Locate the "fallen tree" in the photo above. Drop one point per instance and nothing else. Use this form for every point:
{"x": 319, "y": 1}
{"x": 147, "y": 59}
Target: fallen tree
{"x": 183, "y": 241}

→ TASK TO CARRY OUT: Render every line of the entries above as a numbered list, leaving out any blank lines.

→ SOLUTION FOR THIS PROBLEM:
1. Locate the "fallen tree" in the photo above. Drop one point per instance and nothing else. Use this form for every point:
2. {"x": 319, "y": 1}
3. {"x": 147, "y": 59}
4. Target: fallen tree
5. {"x": 183, "y": 241}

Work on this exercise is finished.